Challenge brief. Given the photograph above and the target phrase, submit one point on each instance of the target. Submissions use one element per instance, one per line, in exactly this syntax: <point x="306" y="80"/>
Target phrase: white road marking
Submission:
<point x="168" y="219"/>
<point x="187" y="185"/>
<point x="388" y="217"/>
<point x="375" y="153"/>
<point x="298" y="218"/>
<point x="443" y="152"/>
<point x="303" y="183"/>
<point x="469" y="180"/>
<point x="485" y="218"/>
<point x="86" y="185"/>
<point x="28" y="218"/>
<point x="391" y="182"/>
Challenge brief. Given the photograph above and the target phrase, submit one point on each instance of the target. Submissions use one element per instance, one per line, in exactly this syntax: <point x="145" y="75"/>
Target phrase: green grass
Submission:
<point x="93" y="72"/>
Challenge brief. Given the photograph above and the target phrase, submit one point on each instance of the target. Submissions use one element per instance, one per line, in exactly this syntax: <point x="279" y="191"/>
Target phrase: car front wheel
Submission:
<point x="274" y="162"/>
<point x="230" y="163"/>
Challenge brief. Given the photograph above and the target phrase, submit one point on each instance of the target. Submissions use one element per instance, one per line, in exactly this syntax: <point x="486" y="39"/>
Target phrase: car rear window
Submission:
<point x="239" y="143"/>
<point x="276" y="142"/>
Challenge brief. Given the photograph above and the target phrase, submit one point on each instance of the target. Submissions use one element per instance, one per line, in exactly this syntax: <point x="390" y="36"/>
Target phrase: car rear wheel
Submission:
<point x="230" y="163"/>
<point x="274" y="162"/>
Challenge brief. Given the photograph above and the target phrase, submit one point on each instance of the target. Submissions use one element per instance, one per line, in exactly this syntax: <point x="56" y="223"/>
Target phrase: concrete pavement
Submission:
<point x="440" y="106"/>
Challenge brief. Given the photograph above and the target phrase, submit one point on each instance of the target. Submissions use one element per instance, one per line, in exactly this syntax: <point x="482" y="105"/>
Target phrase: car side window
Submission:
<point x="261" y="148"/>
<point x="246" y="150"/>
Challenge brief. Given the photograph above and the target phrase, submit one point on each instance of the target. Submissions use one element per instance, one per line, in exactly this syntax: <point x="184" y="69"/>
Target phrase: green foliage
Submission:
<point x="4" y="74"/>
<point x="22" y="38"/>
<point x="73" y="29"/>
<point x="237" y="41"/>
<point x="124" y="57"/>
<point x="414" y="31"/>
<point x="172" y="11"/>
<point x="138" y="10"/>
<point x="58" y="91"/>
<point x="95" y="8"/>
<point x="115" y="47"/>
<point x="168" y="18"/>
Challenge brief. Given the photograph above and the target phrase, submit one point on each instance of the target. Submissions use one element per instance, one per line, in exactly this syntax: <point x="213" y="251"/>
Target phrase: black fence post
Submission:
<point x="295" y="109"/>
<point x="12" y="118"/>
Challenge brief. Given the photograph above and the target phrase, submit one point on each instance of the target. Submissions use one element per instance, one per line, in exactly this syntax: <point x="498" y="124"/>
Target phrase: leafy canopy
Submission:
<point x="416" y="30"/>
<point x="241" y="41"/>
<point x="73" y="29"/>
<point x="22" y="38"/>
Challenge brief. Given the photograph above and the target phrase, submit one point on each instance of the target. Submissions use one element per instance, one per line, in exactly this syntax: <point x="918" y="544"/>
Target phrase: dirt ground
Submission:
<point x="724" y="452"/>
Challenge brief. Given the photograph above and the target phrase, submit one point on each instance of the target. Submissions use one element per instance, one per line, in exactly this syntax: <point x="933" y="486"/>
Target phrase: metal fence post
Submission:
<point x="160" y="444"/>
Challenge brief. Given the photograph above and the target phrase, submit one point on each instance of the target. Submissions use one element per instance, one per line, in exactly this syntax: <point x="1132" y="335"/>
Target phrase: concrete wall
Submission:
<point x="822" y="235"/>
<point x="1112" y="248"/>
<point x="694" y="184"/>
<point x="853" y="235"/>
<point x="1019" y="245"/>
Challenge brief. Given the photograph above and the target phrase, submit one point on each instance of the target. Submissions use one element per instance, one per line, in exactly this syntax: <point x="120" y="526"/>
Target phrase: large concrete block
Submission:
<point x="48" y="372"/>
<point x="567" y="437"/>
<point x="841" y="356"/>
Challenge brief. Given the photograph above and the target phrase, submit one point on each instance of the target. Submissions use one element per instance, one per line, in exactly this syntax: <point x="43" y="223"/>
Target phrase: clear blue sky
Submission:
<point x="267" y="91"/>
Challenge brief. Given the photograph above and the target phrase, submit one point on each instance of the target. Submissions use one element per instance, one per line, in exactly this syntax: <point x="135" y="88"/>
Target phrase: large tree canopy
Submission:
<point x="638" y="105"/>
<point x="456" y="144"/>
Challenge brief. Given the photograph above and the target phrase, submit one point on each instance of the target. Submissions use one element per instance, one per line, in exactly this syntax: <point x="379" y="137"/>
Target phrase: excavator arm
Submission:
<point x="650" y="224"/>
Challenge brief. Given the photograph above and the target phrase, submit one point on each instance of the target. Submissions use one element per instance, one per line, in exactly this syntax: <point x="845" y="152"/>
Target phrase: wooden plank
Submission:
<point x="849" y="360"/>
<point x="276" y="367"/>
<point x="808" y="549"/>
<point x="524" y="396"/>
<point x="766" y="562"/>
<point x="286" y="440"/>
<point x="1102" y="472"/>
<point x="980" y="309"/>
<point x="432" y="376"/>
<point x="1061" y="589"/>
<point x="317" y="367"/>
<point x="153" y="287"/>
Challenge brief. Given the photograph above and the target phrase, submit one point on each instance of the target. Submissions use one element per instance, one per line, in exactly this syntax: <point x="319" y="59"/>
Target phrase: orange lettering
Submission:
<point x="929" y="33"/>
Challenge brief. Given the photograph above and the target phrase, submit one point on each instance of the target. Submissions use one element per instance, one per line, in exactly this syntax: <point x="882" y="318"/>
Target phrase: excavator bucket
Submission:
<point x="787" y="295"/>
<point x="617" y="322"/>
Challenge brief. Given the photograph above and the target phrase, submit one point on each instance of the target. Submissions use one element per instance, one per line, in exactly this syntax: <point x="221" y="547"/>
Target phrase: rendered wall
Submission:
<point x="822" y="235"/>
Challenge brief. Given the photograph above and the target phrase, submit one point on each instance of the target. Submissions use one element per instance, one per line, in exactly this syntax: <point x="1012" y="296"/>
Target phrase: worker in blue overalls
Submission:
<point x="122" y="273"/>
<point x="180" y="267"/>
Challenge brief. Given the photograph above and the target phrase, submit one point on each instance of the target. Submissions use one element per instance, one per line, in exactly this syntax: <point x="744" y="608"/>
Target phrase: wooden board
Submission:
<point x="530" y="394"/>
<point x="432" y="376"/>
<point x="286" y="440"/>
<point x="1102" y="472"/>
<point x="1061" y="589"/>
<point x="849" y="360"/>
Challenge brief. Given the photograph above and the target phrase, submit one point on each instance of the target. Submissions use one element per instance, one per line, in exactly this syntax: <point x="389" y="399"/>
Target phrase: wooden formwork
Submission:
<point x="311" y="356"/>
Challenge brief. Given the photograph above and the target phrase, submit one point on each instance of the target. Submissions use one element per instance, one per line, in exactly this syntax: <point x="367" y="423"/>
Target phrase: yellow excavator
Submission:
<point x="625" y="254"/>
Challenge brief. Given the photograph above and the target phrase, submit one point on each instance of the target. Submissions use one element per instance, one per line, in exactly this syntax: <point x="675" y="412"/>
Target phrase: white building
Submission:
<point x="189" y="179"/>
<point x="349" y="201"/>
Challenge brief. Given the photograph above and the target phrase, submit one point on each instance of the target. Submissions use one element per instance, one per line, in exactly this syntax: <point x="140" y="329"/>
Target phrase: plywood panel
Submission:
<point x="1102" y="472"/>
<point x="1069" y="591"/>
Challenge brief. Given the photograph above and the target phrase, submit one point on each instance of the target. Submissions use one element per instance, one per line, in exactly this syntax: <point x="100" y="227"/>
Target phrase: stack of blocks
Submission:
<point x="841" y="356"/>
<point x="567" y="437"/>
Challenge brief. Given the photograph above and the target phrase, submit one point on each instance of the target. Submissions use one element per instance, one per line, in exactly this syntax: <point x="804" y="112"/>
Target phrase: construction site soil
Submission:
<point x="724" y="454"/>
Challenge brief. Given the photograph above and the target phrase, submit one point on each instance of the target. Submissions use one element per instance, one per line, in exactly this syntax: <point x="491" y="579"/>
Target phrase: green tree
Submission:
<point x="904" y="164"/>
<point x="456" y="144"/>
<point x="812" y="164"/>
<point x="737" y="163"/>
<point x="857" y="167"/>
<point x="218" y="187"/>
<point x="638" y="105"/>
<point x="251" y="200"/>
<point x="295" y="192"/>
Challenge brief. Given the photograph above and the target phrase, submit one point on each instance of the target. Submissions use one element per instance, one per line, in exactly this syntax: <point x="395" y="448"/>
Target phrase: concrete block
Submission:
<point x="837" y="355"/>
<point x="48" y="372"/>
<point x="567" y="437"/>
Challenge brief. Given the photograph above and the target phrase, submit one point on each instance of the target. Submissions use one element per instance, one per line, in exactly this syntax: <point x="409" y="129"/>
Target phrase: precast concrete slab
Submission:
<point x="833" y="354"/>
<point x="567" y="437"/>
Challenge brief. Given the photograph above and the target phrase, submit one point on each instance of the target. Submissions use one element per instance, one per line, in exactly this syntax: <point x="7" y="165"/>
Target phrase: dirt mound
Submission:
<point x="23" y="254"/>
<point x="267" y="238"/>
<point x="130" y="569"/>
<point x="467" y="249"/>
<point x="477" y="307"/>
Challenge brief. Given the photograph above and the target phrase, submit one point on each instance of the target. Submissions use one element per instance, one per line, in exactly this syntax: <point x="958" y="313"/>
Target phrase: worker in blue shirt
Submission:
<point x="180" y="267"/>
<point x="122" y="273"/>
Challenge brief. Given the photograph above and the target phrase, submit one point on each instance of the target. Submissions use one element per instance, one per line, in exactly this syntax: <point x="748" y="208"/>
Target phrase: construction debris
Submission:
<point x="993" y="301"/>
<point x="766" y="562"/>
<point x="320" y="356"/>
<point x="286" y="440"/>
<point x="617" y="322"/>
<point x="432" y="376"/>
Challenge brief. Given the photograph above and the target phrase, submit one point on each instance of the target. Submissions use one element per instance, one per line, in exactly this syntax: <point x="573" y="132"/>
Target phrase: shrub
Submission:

══════════

→ **Aim of the exercise**
Count the lines in the items above that contain the word "construction". Reply with the number alone.

→ **Task answer**
2